→ **Exercise directions**: Please format the entries below as a numbered list, leaving out any blank lines.

/---

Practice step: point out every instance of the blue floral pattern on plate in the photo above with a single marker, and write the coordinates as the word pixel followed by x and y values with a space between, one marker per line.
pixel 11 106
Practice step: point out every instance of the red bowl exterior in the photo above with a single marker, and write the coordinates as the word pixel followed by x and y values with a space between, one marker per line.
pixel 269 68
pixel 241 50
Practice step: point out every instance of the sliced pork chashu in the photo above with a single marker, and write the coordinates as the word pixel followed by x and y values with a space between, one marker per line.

\---

→ **Correct result**:
1. Practice step: point out every instance of the blue floral pattern on plate in the photo above with a single marker, and write the coordinates as the word pixel followed by x and y values with a space between, one marker per line.
2. pixel 11 106
3. Practice step: point out every instance of the red bowl exterior in the photo above with a single marker, and write the coordinates as the word pixel followed by x and y values with a space between, one marker per line.
4. pixel 269 68
5. pixel 241 50
6. Practice step: point out every instance of the sliced pork chashu in the photo above with a single marker, and write the coordinates as the word pixel followed by x and y values with a space between, one marker per line.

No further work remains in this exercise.